Location identification entries:
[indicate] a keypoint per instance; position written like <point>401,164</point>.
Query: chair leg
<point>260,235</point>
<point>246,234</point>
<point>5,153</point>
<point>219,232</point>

Exercise description: Rewrite every line of the rows above, requests included. Scale each point coordinate in the answers by 2.55 and round to the nearest whole number, with halves rounding up. Leave the numbers in the requests and their format samples unchanged.

Correct response:
[indicate] a keypoint per instance; position written like <point>401,164</point>.
Query: chair leg
<point>663,599</point>
<point>627,597</point>
<point>13,390</point>
<point>558,592</point>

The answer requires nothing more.